[Problem description] Copy the material starting with the line containing "Check that every instance of the mountain carries" and going on through the line containing "[[9, 65], [66, 67]]", multiplying every coordinate in the answers by 1.6 and rounding to whole numbers, with halves rounded up. Keep the requests, including their format samples, unchanged, and give only these lines.

-- BEGIN Input --

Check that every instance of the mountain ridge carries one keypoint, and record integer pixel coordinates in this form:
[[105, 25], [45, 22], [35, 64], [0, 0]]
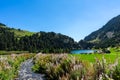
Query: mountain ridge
[[107, 34]]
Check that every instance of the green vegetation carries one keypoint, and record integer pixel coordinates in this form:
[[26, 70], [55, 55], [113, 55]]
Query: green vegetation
[[12, 52], [70, 67], [9, 65], [110, 57], [21, 33], [18, 40]]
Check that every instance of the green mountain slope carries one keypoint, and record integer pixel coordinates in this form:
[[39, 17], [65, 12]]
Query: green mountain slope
[[108, 35], [18, 32], [48, 42]]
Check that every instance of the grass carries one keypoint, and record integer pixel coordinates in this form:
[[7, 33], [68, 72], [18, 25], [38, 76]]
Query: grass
[[79, 66], [110, 58], [9, 65], [12, 52]]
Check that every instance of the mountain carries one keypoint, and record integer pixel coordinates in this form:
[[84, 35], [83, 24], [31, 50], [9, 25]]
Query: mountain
[[18, 32], [47, 42], [108, 35]]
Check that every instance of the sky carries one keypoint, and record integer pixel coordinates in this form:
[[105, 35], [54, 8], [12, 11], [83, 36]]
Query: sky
[[75, 18]]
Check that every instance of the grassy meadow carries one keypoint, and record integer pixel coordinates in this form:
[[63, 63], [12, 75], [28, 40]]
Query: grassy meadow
[[9, 65], [64, 66], [79, 66]]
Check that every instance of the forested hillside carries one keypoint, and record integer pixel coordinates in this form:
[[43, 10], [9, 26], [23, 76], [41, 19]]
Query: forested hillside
[[16, 39]]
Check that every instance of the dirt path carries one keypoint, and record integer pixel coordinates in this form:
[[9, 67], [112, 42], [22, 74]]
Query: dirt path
[[26, 73]]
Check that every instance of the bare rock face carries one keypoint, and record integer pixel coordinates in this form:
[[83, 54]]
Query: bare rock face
[[26, 73]]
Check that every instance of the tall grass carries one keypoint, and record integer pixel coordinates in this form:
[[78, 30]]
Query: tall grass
[[9, 65], [66, 67]]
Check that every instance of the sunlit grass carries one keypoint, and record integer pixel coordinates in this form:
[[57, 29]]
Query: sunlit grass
[[9, 65]]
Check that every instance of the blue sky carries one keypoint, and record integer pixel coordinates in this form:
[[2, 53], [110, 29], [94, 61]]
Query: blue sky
[[75, 18]]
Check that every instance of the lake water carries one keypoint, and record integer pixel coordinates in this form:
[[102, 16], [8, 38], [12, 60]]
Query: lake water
[[82, 51]]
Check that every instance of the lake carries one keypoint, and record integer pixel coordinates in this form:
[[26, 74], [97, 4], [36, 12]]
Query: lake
[[82, 51]]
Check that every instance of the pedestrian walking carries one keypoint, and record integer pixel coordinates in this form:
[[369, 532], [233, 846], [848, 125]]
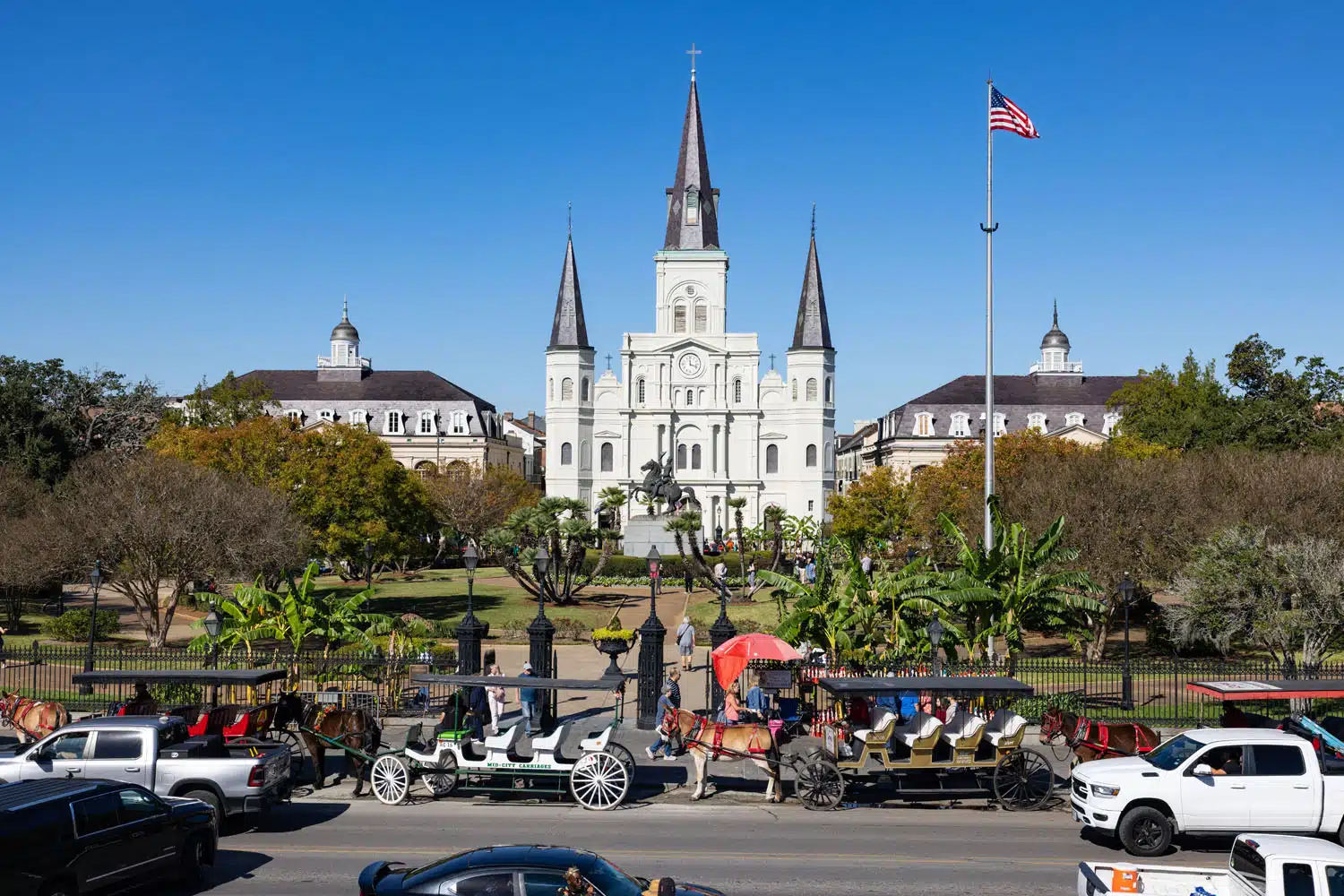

-- END Input --

[Finished answer]
Check that every instance of the mountain carries one keypoint, and record integer pixel coordinates in this form:
[[84, 35], [83, 24], [31, 50], [9, 25]]
Query: mountain
[[29, 51], [75, 67], [173, 56]]
Check that every instance of the sky carries one keypoint, and record integer pixel coordinates in this form:
[[105, 35], [54, 8], [12, 11], [83, 36]]
Query: sky
[[120, 29]]
Check that every instance of the grassy meadow carries one keypoint, and record integer pixel coordinates in this form:
[[63, 63], [12, 75], [28, 40]]
Query: grassy meadow
[[14, 104], [102, 106], [126, 106]]
Check that every instance of the forested hillside carries one keypoint, and record integer pixel coordinates in this form:
[[43, 10], [9, 26], [23, 76], [41, 19]]
Query: forested hillside
[[26, 62]]
Check that every instance of the dirt path carries one keypoint, and record integer pixel coordinates in this form:
[[9, 67], [112, 42], [22, 74]]
Query: dirt path
[[42, 117]]
Check that every instance of the bare rock face carries one keypoint, and record integer pixel coordinates in this form:
[[83, 54]]
Query: bare rock face
[[42, 117]]
Check that every instance of the tall grass carries one keypoint, and record integer pixel coordinates in this form:
[[78, 30]]
Query: tall grass
[[14, 104], [106, 107]]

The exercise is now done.